→ **DOCUMENT EXTRACT**:
|---|

[146] In the United States, and indeed in the New World generally, it seems to be the custom to call all the larger "ground spiders," and especially the trap-door spiders, Tarantulas, but these, in fact, form a distinct group by themselves, belonging to the family Lycosidæ.

I first made the acquaintance of Lycosa narbonensis near the glass-works west of Cannes, where this spider may not rarely be found living in tubular burrows in sandy clearings among the pine woods along the shore (Pinus pinea, the stone pine).

I have already (Ants and Spiders, p. 146), alluded to an account given by M. Léon Dufour of his observations on the nest and habits of the true tarantula (Lycosa tarentula), which he discovered in Spain.

The nests of L. narbonensis at Cannes resembled those described by M. Dufour, but the cylindrical, subterranean burrows were apparently shorter. It was extremely difficult to trace their course, on account of the loose sand which poured into the tubes and choked them up, and I only succeeded in doing so completely in one case, when I stuffed the tube with cotton-wool before proceeding to dig. Here the open tube, which was quite simple, and about 1 inch in diameter, descended vertically for 31/4 inches, and was then suddenly bent so as to become horizontal, terminating shortly afterwards in a triangular chamber, the floor of which measured 2 inches across at the widest part, and was strewed with the remains of beetles and other insects.

|---|

→ **COLLECTED DATA**:
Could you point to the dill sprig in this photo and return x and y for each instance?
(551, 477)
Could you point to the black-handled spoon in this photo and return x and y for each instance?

|---|

→ **EXPLORE THE MATERIAL**:
1. Reproduce the tarantula passage from "I first made" to "the stone pine).", replacing "stone pine" with "umbrella pine".
2. Extend the tarantula passage past its final sentence.

→ **SET OF ANSWERS**:
1.
I first made the acquaintance of Lycosa narbonensis near the glass-works west of Cannes, where this spider may not rarely be found living in tubular burrows in sandy clearings among the pine woods along the shore (Pinus pinea, the umbrella pine).

2.
The nest was lined throughout with coarse silk, which had a blackish hue, owing to the presence of the filaments of what I believe to have been some undeveloped fungoid growth. The mouth of the tube was open, and frequently surmounted by a short tubular prolongation, commencing at the surface of the ground, which formed a sort of chimney about an inch high and from an inch to an inch and a quarter across; this was composed of fibres of plants, pine-needles, and especially of a large branching lichen, very common in the neighbourhood of the nests, and all these materials were woven together and kept in place by a few threads of silk spun here and there.

It was not every nest that was furnished with a chimney, nor were all the chimneys equally complete, for in some cases they consisted merely of a small rim or one-sided lip, while in others they resembled little birds' nests, and were sufficiently firm and compact to permit of my carrying them away. It appeared to me that these chimneys served as screens to prevent the loose sand from being swept into the burrows by the winds which rage over that open seashore plain, and that they were more or less complete in proportion as the exposure was greater or less, and the sand looser or more bound together.

I captured eight of these spiders, and here, as in the trap-door group, the female alone inhabited the nest.

Besides this habit, they have other points in common with trap-door spiders; such, for example, as the resemblance which exists between this nest and that of Theraphosa Blondii from Brazil (see p. 188, above), and between the chimney of this Tarantula and the aërial prolongation of the tube sometimes found in nests of the wafer type.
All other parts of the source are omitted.